* [DOCUMENT TEXT]
Why It’s Important To Be Coachable

Growing up as a first-generation Cambodian refugee, I struggled to fit in early on in life. My parents worked multiple jobs while taking English classes, and my father enrolled in a trade school, as he believed that was the fastest way to a higher paying job. We struggled; seven people in a 2-bedroom apartment was our living situation at first. However, throughout the hard times, my parents believed in themselves. They believed that if they worked harder than anyone else, we would climb out of poverty and live the American Dream. They taught me how to work hard, they taught me how to listen to understand, they taught me that no matter how much I learned… there was always more to learn. And for those reasons (plus much more), I owe them everything!

I start off by giving you a glimpse of my earlier life because it gave me the foundation I needed. To evolve, we need to understand who we truly are, where we came from, and what makes us tick (what are we passionate about). Last but certainly not least, we need to be coachable.

In the 27+ years that I’ve been in the workforce, I’ve learned that no matter what you do, no matter what your title is, or how successful you become, there is always room to learn and grow.

* [GIVEN ENTRIES]
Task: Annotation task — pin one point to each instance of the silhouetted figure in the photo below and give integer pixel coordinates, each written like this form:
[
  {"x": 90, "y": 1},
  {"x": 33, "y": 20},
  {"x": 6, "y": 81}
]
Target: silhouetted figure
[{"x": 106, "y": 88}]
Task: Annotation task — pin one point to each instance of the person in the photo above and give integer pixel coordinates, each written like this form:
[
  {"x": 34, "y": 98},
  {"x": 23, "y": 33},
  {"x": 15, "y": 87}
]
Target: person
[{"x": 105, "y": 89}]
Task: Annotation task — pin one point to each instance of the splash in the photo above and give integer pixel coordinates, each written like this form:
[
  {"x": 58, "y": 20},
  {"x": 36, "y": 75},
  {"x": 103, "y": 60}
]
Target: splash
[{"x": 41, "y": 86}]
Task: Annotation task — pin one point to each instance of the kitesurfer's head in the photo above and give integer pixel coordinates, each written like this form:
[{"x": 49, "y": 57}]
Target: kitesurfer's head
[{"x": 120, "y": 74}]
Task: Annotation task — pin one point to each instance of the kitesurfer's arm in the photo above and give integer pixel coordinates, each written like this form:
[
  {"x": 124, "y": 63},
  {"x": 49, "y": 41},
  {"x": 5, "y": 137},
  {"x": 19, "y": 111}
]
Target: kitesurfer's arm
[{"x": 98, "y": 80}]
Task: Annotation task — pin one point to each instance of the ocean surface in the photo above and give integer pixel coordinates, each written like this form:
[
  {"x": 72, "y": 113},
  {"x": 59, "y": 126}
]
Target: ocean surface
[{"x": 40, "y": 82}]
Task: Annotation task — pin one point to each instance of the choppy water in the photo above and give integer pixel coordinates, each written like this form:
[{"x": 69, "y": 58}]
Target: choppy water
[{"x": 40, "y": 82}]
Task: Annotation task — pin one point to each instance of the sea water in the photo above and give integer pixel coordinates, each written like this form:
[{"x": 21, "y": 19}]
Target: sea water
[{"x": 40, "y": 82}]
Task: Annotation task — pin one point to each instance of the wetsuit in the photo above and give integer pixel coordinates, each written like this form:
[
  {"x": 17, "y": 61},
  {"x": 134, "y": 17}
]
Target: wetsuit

* [STATED PROBLEM 1] In the piece on being coachable, translate this sentence into Spanish: "Last but certainly not least, we need to be coachable."
* [STATED PROBLEM 2] Retype the lines of the listing starting at the line that contains "of the wetsuit" and ending at the close of the listing.

* [EXPECTED OUTPUT 1] Por último, pero no por ello menos importante, necesitamos ser receptivos a que nos orienten.

* [EXPECTED OUTPUT 2]
Task: Annotation task — pin one point to each instance of the wetsuit in the photo above and give integer pixel coordinates, each written like this form:
[
  {"x": 17, "y": 61},
  {"x": 134, "y": 17}
]
Target: wetsuit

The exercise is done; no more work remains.